======== Dataset content ========

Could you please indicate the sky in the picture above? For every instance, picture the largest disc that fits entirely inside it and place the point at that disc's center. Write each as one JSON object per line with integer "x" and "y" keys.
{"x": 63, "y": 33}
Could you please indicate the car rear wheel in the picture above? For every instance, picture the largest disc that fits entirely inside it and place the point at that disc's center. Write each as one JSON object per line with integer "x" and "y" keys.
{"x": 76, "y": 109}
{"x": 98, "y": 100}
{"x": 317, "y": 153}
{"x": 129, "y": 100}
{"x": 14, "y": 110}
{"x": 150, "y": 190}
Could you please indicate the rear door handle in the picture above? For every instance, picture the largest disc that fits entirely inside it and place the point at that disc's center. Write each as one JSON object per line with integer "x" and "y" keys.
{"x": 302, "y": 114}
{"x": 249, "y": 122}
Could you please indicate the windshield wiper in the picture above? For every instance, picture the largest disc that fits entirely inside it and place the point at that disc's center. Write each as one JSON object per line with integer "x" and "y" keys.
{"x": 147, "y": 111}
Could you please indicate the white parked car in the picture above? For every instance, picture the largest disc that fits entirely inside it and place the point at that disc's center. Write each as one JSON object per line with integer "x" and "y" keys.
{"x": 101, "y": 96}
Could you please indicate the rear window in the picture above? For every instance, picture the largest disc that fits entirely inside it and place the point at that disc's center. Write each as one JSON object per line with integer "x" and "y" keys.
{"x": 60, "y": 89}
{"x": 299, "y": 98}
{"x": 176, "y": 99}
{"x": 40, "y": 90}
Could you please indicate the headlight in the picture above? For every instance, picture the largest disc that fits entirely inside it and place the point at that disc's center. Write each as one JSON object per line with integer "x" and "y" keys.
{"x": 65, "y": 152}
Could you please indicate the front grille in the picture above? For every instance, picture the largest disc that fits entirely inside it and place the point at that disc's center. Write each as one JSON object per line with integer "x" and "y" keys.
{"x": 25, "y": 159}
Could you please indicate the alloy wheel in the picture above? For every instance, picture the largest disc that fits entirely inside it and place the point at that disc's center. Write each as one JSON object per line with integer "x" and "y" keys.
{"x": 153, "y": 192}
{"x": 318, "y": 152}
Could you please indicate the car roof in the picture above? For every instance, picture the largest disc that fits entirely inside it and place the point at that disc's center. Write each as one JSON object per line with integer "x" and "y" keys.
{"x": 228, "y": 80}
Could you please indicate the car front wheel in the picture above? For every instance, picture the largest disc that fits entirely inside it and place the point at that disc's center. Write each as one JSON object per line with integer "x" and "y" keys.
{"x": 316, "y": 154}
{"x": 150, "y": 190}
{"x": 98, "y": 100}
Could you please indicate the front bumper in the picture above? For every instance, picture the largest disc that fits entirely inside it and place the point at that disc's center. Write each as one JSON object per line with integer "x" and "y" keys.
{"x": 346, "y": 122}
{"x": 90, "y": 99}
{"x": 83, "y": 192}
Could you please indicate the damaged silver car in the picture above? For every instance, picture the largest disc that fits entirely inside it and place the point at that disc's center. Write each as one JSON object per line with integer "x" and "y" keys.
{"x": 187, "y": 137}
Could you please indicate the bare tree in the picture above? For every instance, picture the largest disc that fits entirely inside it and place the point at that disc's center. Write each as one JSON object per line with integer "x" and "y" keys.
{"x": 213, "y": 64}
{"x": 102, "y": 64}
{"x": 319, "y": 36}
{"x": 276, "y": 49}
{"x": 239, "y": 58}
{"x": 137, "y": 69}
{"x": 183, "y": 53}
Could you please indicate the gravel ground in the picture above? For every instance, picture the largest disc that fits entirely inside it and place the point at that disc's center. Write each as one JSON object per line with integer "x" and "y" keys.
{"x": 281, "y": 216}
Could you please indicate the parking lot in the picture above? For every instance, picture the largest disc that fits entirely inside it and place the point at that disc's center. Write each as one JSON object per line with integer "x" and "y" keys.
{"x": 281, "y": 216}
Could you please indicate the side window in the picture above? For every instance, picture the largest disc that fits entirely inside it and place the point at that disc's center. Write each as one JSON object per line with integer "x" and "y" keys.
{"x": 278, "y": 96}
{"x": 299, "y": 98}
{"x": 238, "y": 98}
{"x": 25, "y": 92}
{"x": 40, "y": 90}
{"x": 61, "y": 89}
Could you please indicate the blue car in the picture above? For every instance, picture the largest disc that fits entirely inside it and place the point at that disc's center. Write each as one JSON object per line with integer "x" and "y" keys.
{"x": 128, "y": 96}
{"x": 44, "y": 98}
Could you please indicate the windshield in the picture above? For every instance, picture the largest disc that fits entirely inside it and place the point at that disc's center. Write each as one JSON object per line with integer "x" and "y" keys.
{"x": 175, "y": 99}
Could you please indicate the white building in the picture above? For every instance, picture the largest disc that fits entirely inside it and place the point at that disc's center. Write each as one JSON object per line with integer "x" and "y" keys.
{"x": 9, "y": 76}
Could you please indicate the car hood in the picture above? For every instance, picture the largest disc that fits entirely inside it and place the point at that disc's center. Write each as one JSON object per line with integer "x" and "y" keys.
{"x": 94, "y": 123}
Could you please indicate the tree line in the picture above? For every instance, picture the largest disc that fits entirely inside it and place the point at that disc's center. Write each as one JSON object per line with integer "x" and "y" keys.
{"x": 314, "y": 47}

========

== What you are asked to do ==
Only the lines from the one with "Could you please indicate the tree" through the final line above belong in the answer, each reproduced word for word.

== Answer section ==
Could you please indicate the tree line in the picture above? For every instance, picture the largest disc that fits entirely inside it and place the point at that disc's center. Write each as one JSON object per line with integer "x" and "y" keys.
{"x": 314, "y": 47}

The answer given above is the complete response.